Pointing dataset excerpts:
## Start

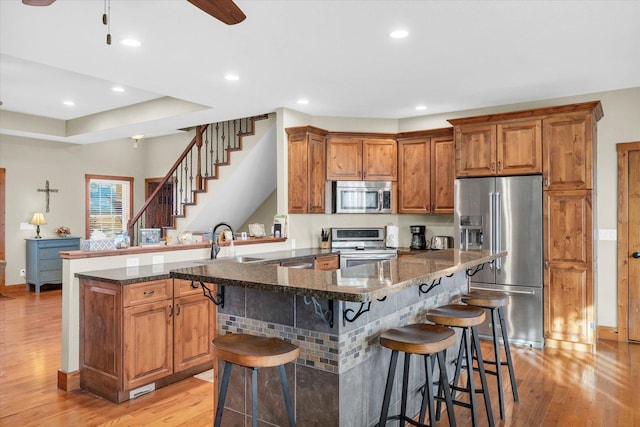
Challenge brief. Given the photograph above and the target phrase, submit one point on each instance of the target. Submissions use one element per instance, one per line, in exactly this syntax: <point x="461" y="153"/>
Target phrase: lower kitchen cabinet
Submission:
<point x="142" y="336"/>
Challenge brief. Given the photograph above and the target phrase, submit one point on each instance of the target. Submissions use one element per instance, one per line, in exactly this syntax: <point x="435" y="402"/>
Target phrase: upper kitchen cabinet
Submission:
<point x="307" y="154"/>
<point x="351" y="158"/>
<point x="426" y="171"/>
<point x="509" y="148"/>
<point x="568" y="151"/>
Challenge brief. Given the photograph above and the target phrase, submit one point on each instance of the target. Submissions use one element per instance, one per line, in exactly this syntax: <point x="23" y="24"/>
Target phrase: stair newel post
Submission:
<point x="199" y="181"/>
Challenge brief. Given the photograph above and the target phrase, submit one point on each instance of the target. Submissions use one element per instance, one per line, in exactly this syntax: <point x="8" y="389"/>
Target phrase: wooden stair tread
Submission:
<point x="419" y="338"/>
<point x="254" y="351"/>
<point x="457" y="315"/>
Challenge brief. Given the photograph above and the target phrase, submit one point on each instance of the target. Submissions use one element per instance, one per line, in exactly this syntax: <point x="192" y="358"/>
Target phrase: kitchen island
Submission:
<point x="335" y="317"/>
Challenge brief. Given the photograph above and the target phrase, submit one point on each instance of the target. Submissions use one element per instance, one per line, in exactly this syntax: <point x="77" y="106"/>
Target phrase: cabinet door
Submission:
<point x="443" y="174"/>
<point x="414" y="176"/>
<point x="344" y="159"/>
<point x="568" y="152"/>
<point x="568" y="282"/>
<point x="148" y="343"/>
<point x="298" y="174"/>
<point x="475" y="150"/>
<point x="194" y="328"/>
<point x="380" y="160"/>
<point x="519" y="148"/>
<point x="316" y="163"/>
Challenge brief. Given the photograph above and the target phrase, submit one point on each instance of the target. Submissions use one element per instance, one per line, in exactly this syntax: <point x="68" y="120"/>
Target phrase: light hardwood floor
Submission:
<point x="557" y="387"/>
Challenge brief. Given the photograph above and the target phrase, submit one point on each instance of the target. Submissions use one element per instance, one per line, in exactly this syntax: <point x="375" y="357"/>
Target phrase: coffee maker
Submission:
<point x="418" y="240"/>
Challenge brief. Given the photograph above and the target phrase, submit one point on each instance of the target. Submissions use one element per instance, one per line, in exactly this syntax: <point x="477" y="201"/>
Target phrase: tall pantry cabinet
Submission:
<point x="565" y="152"/>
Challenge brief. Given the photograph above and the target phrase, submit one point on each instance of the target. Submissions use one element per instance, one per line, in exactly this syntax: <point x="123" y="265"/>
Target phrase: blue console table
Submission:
<point x="44" y="265"/>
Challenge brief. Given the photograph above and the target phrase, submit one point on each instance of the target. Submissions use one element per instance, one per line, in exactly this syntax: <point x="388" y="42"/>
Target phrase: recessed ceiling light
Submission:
<point x="130" y="42"/>
<point x="398" y="34"/>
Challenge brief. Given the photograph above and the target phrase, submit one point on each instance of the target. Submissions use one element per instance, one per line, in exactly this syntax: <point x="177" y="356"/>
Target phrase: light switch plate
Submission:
<point x="607" y="235"/>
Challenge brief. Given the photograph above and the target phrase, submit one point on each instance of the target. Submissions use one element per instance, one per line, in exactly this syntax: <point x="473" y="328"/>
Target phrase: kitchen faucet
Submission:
<point x="215" y="245"/>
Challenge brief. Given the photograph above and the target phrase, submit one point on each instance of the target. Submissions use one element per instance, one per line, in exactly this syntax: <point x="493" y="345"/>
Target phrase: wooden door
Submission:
<point x="629" y="241"/>
<point x="148" y="343"/>
<point x="317" y="159"/>
<point x="344" y="159"/>
<point x="160" y="212"/>
<point x="380" y="160"/>
<point x="475" y="150"/>
<point x="298" y="174"/>
<point x="414" y="159"/>
<point x="193" y="331"/>
<point x="519" y="148"/>
<point x="568" y="271"/>
<point x="568" y="152"/>
<point x="443" y="174"/>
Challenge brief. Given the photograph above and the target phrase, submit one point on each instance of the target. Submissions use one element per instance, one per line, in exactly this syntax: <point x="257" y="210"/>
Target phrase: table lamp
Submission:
<point x="38" y="219"/>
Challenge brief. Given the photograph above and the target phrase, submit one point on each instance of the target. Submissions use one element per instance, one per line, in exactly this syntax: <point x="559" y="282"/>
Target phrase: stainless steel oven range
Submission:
<point x="360" y="245"/>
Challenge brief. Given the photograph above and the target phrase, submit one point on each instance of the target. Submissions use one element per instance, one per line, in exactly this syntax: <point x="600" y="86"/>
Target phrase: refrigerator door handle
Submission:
<point x="498" y="233"/>
<point x="504" y="292"/>
<point x="491" y="227"/>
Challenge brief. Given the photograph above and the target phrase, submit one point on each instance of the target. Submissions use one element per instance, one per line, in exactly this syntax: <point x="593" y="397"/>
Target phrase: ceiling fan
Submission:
<point x="223" y="10"/>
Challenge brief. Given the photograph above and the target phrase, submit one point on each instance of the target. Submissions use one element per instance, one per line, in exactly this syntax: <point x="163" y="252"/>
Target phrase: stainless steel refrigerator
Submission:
<point x="505" y="213"/>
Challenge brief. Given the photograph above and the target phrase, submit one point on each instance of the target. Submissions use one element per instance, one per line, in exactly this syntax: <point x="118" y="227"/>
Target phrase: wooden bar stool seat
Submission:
<point x="494" y="301"/>
<point x="467" y="318"/>
<point x="254" y="352"/>
<point x="429" y="341"/>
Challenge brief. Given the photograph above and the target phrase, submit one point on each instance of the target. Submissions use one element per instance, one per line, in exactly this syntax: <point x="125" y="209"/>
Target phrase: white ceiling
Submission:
<point x="337" y="54"/>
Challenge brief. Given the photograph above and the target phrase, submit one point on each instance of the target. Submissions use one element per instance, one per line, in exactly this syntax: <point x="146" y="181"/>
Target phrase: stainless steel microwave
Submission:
<point x="359" y="197"/>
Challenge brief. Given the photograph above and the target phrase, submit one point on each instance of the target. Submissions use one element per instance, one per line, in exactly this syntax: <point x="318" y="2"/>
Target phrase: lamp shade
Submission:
<point x="38" y="219"/>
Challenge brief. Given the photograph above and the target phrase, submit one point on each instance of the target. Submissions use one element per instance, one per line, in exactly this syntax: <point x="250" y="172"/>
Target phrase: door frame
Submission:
<point x="623" y="150"/>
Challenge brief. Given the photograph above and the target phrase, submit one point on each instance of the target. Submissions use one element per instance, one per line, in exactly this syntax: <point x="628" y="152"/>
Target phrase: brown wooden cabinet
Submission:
<point x="354" y="159"/>
<point x="568" y="282"/>
<point x="145" y="333"/>
<point x="568" y="151"/>
<point x="568" y="168"/>
<point x="306" y="165"/>
<point x="507" y="148"/>
<point x="425" y="174"/>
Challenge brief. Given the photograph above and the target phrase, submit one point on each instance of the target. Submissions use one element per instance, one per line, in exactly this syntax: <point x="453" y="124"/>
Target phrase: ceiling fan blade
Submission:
<point x="37" y="2"/>
<point x="224" y="10"/>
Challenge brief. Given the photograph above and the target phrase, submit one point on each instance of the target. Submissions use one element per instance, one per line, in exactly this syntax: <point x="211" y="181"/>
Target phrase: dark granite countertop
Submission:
<point x="360" y="283"/>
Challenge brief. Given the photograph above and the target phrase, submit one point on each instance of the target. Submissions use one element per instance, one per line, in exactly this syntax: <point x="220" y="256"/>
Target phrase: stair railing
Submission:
<point x="200" y="161"/>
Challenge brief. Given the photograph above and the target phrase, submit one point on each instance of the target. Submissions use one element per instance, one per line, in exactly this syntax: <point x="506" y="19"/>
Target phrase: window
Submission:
<point x="109" y="201"/>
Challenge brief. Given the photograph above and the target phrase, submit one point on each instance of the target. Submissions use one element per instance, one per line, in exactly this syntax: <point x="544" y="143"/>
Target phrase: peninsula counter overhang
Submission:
<point x="361" y="283"/>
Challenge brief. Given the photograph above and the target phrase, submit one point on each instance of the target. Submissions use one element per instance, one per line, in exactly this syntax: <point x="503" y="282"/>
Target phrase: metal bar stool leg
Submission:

## End

Count the lines in the items above that contain the string "cabinet", and give only that number.

_Task output_
5